* Start Text extract *
To get a widescreen image in to a 640×480 video you need to either manually adjust the image within your editing software, or, apply a filter in the compression software. Personally, i find the filter works best and takes less of your time messing around with settings.

Start by making your HD film within a normal HD timeline. It should allow you to edit in real time ( as long as you have enough ram to keep up!) When you are ready to output the video you need to ‘preserve the aspect ratio using letterboxing.’ THis means adding a black line on the top and bottom of the video so that the image is squished back in to the shape it is supposed to be in.

The easiest way i have discovered to do this so far (and that works flawlessly every time) is using compressor which will be a part of your copy of final cut pro. Although I haven’t used Premier or other video editing software to do this, I am sure they have something that works much the same.

With the segment you want to export open click on File>Export> Using Compressor. This will open up the compressor program and open up the compression viewer so you can see how the video will look. Highlight the video you are exporting under the ‘batch’ tab. The video will now appear in the preview window. If it was a 16×9 video you will notice almost immeadiatly that the image looks distorted. That is because the preview window shows the image in a 4:3 aspect ratio automatically. Correcting the distortion is simple.

First we need to decide which setting we are going to use. For the fishing video I am working on I want it to be really small so I can email it, so I am going to go to the extreme and compress it as small as I can. To do this Iwill output put it as 160X120 .. maintaining the 4:3 aspect ratio, just really tiny. To do this, click under the ‘Setting’ in the ‘batch’ window go to ‘web streaming (quicktime 6 compatible)>mpeg4 100kb streaming.

If you look at your preview window you can see that on one half the screen is the approximate results of the video… and it looks really pixelated. Not to worry. It won’t be nearly as noticeable because the video will be so small on the screen people will not be able to see all the details. (see video example)

Now to letterbox.

In the inspector, click on the ‘Filters’ Tab… the button that appears to be a piece of film covered by a gray square. Check on box beside ‘Letterbox’…tada!!.. oh wait.. nothing has happened.. stupid apple default…

Due to some very silly thinking on the part of the programmers, the default letterbox setting is one no one ever uses! You need to set it yourself… don’t worry. With the ‘Letterbox’ filter highlighted, adjust the ‘output’ to ‘16×9 1.78:1′, and your black bars will appear. Your video is now ready to output. Click the ’submit’ button in the batch window.

You can also add those black bars manually with a filter within the editing software by applying a letterbox filter to the video before you export. For those of you using simpler video software this may be the best solution. Often when you go to export the video it will add these bars automatically for you if (such is the case with Premier) if you export an HD video in a standard format. Finally, Quicktime does include a setting called “preserve aspect ratio using letterbox”, but in my experience it doesn’t always work.
* End Text extract *
* Start Extracted records *
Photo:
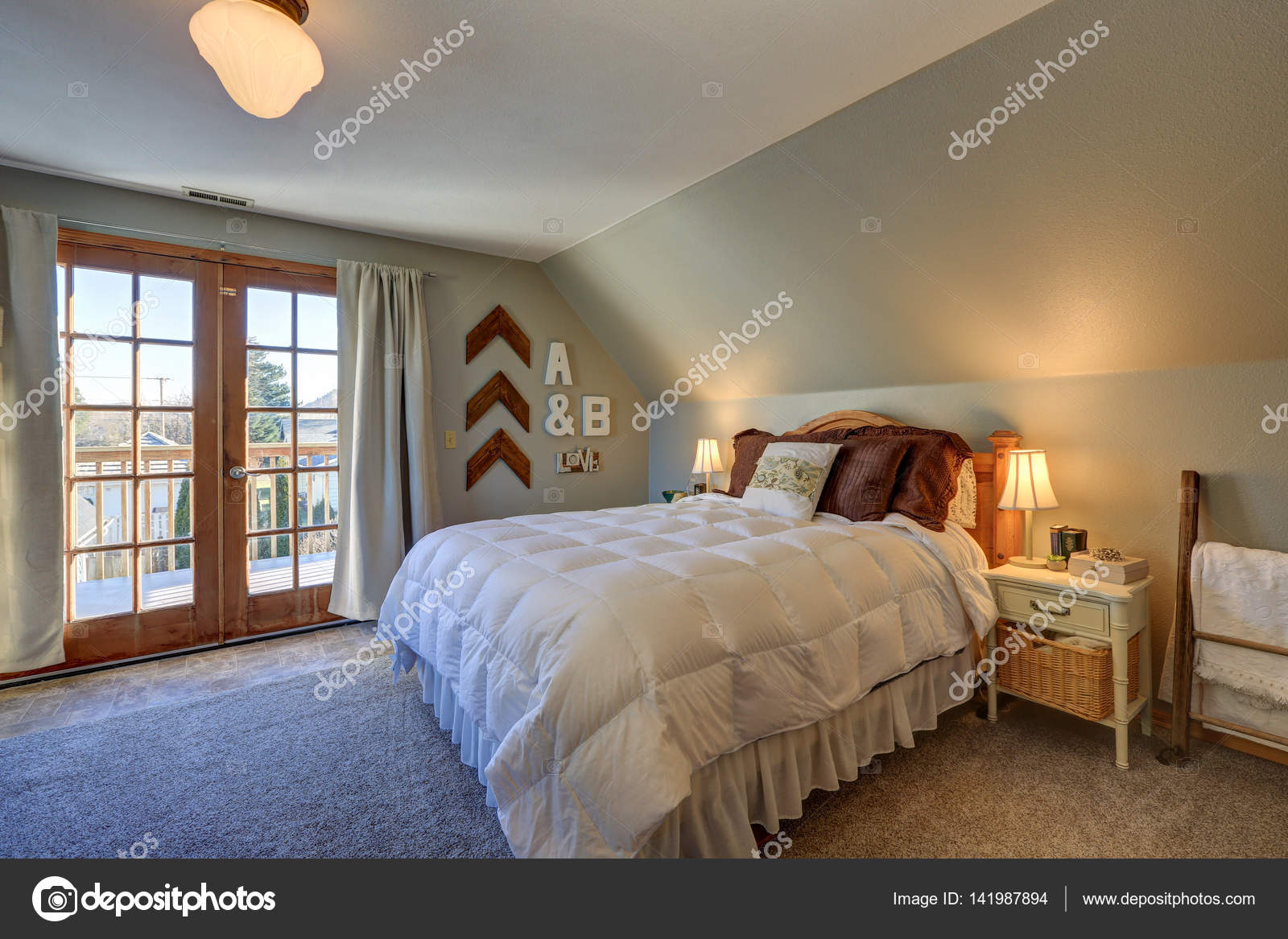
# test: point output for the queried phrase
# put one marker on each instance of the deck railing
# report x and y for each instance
(169, 464)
* End Extracted records *
--- Task instructions ---
1 - Repeat everything in the letterboxing guide above, from "First we need" down to "compatible)>mpeg4 100kb streaming.", word for word.
2 - Carry on the letterboxing guide, starting right after its final sentence.

--- Answers provided ---
1 -
First we need to decide which setting we are going to use. For the fishing video I am working on I want it to be really small so I can email it, so I am going to go to the extreme and compress it as small as I can. To do this Iwill output put it as 160X120 .. maintaining the 4:3 aspect ratio, just really tiny. To do this, click under the ‘Setting’ in the ‘batch’ window go to ‘web streaming (quicktime 6 compatible)>mpeg4 100kb streaming.

2 -
On a final note:

Without going in to to much technical detail, it is important to understand that your image will get funky looking if you stray from the aspect ratio. It will simply distort the image. You might also have noticed that all the presets in our demonstration and indeed, in the software itself always cut the aspect ratio in half, or quarter or eight.. never by a 1/3 or some other division. This is because pixels are square, cutting them in half is easy, the software just splits them. If you cut them in a 1/3 the software has to compensate for the extra bits left all over the screen and do a lot more math. Simply put, you end up with more distortion. The rule of thumb is, when you are messing around with the pixels, always divide them in half, 1/4 ,1/8, 1/16 etcetera. (there are more technical reasons for this, but i want to keep it simple here) This way you avoid any extra distortion. We will talk about this in greater detail at a later time, because pixels really become a problem when you are manipulating text or images within a video.

And now.. A HUGE FISH (click the link…can’t seem to get it to embed today)

The Tarpon Jumpin Video

Good luck everyone!

The Animal



How To Post Video on the Net; Part 2: Compression

25 03 2008

In part one we took a look at the first step to post decent quality video to sites such as YouTube, by using a filter to ‘de-interlace’ the footage in order to make the video itself web ready. Today we are going to look at compressing that file to make it small enough to be accepted, and still big enough so that it doesn’t look ugly.

To do that, we will start by figuring out how compression works and then some basic tips and tricks to making compression work for you, instead of against you.

What is compression?

Compression is just what it sounds like. It is taking something large and squeezing it down to make it smaller. When it comes to all things on your computer, compression is a standard way for the computer to take what could be a huge file and make it manageable.

How does compression work?

Compression isn’t a new thing, in fact it has been around since the early days of computing, in forms you might recognize such as ‘winzip’. Understanding how basic computer compression works is pretty easy.

Imagine for a second that data on your computer is like a string of yarn. If you took all the yarn you needed to knit a sweater and laid it all out on the ground it would probably fill the floors of your house. So you perform a type of compression, you ball it all up. You do it in a nice neat way because if you just grabbed it all and stuffed it in a bag it would get all tangled. So instead you slowly ravel it in to a ball so you can get to it as you need it. We do the same thing with data, we roll it in to a neat ball on the hard drive so that it doesn’t get tangled up. The computer does it in such a way that the data flows smoothly, because if we hit to much data at once (like a knot in the yarn) the computer slows down do unravel it all and we get loading or freezing on our computer.

Back to the ball of yarn. If you took that ball and squeezed all the air out of it it would get smaller. You would have ‘compressed it’ If you could keep it that way you could store a lot more balls in a much smaller drawer. This is exactly how digital compression works. It takes all the extra spaces and repeated bits out of a file and replaces it with smaller bits of code so that it can be stored in a smaller space. To do this it uses something called a ‘codec’

Ok, I get it, now what the heck is a codec?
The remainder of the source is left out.